■ **RECORDS FOR PROCESSING**
-=-=-

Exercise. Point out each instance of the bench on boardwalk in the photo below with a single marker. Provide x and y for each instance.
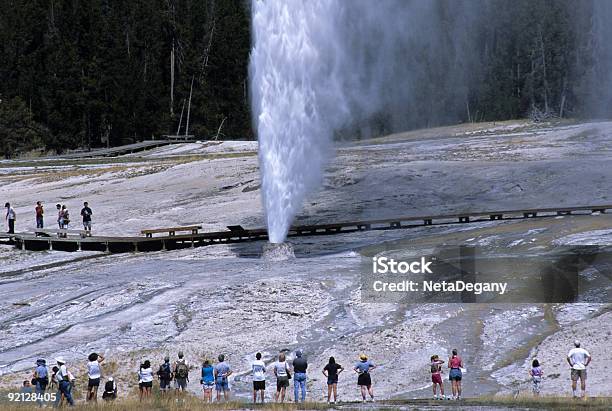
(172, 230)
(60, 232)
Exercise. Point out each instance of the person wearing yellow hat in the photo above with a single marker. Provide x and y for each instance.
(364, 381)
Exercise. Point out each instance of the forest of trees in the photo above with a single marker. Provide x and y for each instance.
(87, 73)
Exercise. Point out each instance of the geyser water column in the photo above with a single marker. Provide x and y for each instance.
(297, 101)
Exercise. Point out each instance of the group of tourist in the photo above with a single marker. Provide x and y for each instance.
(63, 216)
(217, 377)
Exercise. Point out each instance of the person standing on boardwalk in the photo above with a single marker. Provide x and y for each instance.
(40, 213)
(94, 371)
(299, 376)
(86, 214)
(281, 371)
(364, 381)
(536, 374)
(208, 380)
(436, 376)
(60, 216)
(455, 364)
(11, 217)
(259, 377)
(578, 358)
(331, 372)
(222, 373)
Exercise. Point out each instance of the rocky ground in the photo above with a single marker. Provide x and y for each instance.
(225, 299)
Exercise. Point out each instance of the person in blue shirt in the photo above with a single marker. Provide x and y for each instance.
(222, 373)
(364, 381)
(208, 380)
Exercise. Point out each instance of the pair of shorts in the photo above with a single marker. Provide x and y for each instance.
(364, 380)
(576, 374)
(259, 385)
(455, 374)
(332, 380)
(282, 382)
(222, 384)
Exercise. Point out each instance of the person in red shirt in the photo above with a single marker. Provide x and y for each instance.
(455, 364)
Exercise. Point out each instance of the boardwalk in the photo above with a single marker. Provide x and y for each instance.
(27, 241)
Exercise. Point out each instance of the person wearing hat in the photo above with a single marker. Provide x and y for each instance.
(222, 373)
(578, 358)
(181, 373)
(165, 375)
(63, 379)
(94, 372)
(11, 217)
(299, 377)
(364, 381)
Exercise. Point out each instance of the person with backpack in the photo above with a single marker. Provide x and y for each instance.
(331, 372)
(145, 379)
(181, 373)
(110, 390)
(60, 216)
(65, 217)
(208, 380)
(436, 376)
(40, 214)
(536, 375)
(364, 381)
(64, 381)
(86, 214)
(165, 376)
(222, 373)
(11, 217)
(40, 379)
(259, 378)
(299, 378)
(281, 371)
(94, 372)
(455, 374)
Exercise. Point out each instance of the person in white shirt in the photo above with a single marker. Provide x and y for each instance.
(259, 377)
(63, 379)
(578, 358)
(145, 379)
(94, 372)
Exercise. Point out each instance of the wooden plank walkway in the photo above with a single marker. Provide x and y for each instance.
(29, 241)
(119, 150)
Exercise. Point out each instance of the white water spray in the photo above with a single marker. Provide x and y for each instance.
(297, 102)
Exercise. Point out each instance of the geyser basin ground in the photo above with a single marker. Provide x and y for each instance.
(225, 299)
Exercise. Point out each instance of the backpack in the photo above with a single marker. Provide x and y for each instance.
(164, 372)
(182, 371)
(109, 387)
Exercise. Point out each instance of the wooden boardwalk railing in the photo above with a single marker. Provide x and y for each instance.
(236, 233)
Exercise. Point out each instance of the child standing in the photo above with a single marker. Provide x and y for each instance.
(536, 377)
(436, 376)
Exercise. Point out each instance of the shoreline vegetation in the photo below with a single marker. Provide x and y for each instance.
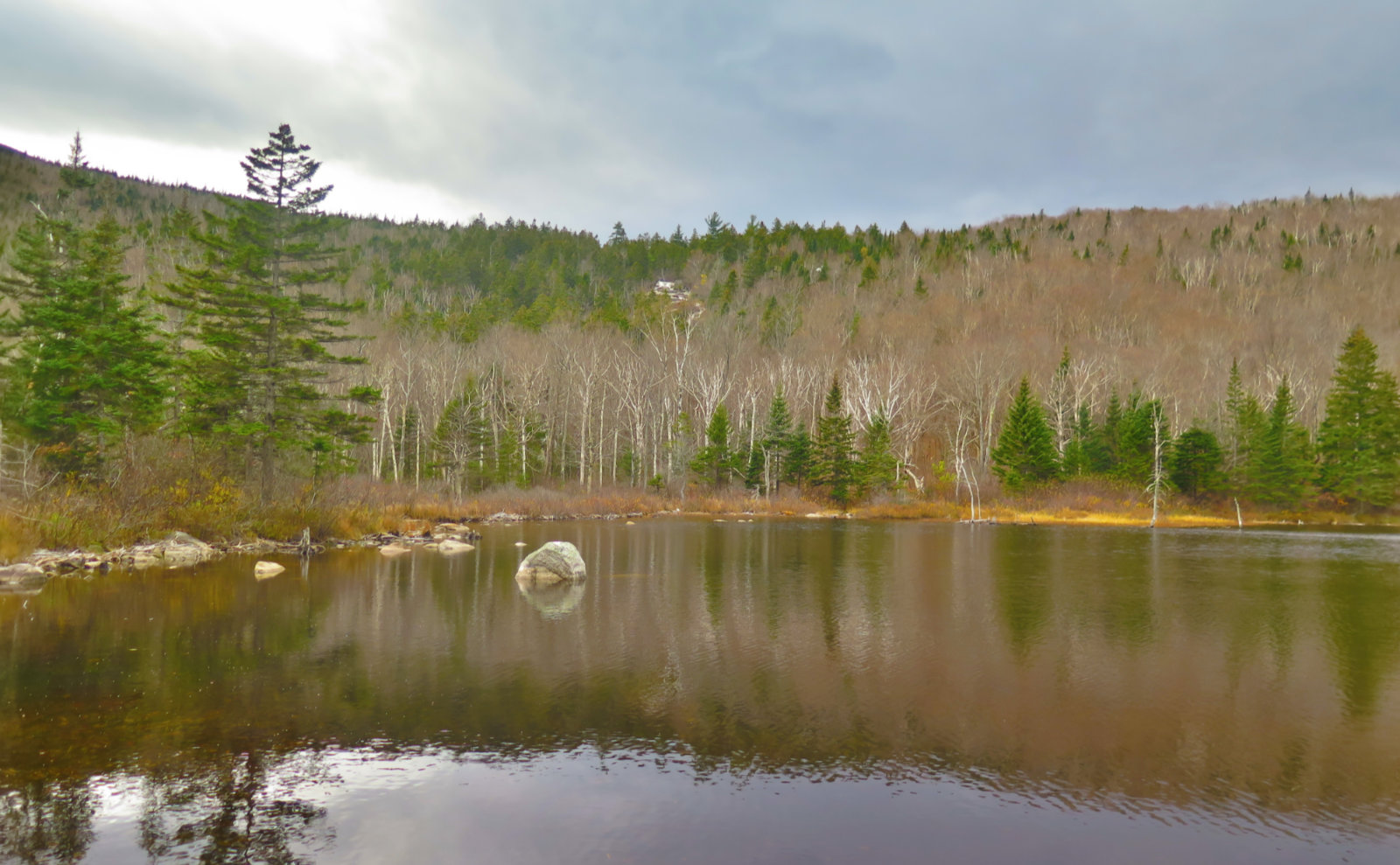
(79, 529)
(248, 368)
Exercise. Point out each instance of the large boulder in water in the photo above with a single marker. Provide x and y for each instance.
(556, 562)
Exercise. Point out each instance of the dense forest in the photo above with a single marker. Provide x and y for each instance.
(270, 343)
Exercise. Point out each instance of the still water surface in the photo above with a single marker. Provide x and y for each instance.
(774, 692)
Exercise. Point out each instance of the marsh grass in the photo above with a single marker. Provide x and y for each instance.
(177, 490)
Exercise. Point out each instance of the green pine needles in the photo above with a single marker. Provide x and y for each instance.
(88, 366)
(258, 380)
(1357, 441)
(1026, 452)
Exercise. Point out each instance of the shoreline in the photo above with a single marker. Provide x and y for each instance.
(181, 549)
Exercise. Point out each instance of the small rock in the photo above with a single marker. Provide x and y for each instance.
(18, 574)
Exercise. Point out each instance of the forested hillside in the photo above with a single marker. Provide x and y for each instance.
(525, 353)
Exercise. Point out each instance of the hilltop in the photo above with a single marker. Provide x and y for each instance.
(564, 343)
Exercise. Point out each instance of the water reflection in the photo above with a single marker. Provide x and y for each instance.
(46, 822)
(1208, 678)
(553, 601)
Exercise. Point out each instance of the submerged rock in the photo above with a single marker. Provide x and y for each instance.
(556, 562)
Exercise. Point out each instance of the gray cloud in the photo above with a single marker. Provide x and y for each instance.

-=-=-

■ **PROBLEM TO SOLVE**
Print the records word for word and exclude any picture they hold.

■ **RIGHT ANSWER**
Exercise. Point out each instance of the bench on boardwalk in the photo below with a single marker. Provide x and y for each instance.
(172, 230)
(60, 232)
Exercise. Point out each instance of the person wearing yellow hat in the photo above with a single marker. Provide x and y for each instance.
(364, 381)
Exercise. Point out each instance of the forest of trees in the photo above with a single marker. Provide x and y for each instance.
(87, 73)
Exercise. Point out each instance of the geyser water column in the photo above with a single marker. Provide x and y for each instance.
(297, 101)
Exercise. Point out each instance of the group of tourist in the photo above with a single marker. Provide x and y for each instance.
(63, 216)
(217, 377)
Exercise. Point out each instance of the person standing on boardwalk in the photo above with a single marker. Provide x and y for each instance.
(40, 213)
(94, 371)
(299, 376)
(86, 214)
(281, 371)
(364, 381)
(536, 374)
(208, 380)
(436, 376)
(60, 216)
(455, 364)
(11, 217)
(259, 377)
(578, 358)
(331, 372)
(222, 373)
Exercise. Point out each instance of the rocky ground in the photo above with a single marker. Provide x and y for each instance.
(225, 299)
Exercise. Point out each instance of the person in blue shirt in the photo above with a single marker. Provide x and y for each instance.
(222, 373)
(364, 381)
(208, 380)
Exercise. Point out each instance of the pair of shorts in the photo above with a single marker. Provide x and y for each instance.
(364, 380)
(576, 374)
(259, 385)
(455, 374)
(332, 380)
(282, 382)
(222, 384)
Exercise. Point out each instance of the person in red shirt in the photo above with a single marker. Provide x and y for each instance.
(455, 364)
Exercise. Point out each instance of the boardwalk in the photo above with a single marker. Provide x and y for each instance.
(27, 241)
Exercise. Point out each instance of the person wearing hat in the photo above with a single marker. Provide x and y for each instance.
(222, 373)
(578, 358)
(181, 373)
(165, 375)
(63, 379)
(94, 372)
(11, 217)
(299, 377)
(364, 381)
Exercise. Point out each instance of the person with backpack in the photo above with a single marker. Provide x and y for each instance.
(331, 372)
(145, 379)
(181, 373)
(110, 390)
(60, 216)
(65, 217)
(208, 380)
(436, 376)
(40, 214)
(536, 375)
(364, 381)
(64, 381)
(86, 214)
(165, 376)
(222, 373)
(11, 217)
(40, 379)
(259, 378)
(299, 378)
(281, 371)
(94, 372)
(455, 374)
Exercise. Point out each instance of the person in white shirt in the photo above with a single marker. Provide x and y for each instance.
(259, 377)
(63, 379)
(578, 358)
(145, 379)
(94, 372)
Exercise. Point out each instance of the wooden plank walkway in the photo above with a single marker. Provide x and y for each instance.
(29, 241)
(119, 150)
Exercise. Point out each instance of the white water spray in the photo above with a single marker. Provide x and y for each instance.
(297, 102)
Exercise. Point out each instance of the geyser basin ground in the photo above with a single marker. Provide x and y for each instance.
(225, 299)
Exercise. Point out each instance of the backpack in the photo above with a single marker. Provide x and y for each instance.
(164, 372)
(182, 371)
(109, 387)
Exercise. Point out each instance of the wooden boardwalk railing in the photo above with a single marker. Provide x and y for each instance.
(236, 233)
Exercise. Point out each instance of the child standing in the photo above with a single marker. Provide x and y for each instance.
(536, 377)
(436, 376)
Exercise. Point out each instance of the shoreline vegetation in the photo below with a single marker. Provide x and y for each instance.
(79, 529)
(248, 368)
Exercise. Point out each instance of the large boulder in water in the photo above with a single marker. Provide x and y for each instance.
(556, 562)
Exercise. Point out each instance of the dense forest in the photo above with a single marker. Provide x and y for each instance.
(270, 343)
Exercise. Point out each instance of the still water surface in the photo above with a single marker. Provide x and y for each instance.
(774, 692)
Exercise. Point out each instance of the marsh grass in the photo above with a single marker. Provide x and y for each instance.
(177, 490)
Exercise. Point out each instance of the green pine needles in the photo above with a single marker. Provide x and y for each instance.
(88, 366)
(258, 380)
(1357, 441)
(1026, 452)
Exercise. Point out each instance of the shoreline in the photo above with a single marker. Provide x and y for each instance.
(181, 549)
Exercise. Point out each instance of the small rock in the photo above with a single marker. Provide x and y for each instance.
(18, 574)
Exercise. Point out each instance of the forested hillside in the photo above with a single marker. Provide x and y for each instance.
(525, 353)
Exercise. Point out each instance of the hilltop in the photo above with a single marker. Provide x and y for each instance.
(564, 343)
Exercise. Point out each instance of the water reflection in the photo above with a single marker. Provide x and y for each instance.
(46, 822)
(1208, 678)
(553, 601)
Exercise. Point out each instance of the submerged rock in the photo above with a single marker. Provide x and y for each instance.
(556, 562)
Exercise. Point out each instance of the gray cloud in the photo above with a single marker. Provide x and y for each instance.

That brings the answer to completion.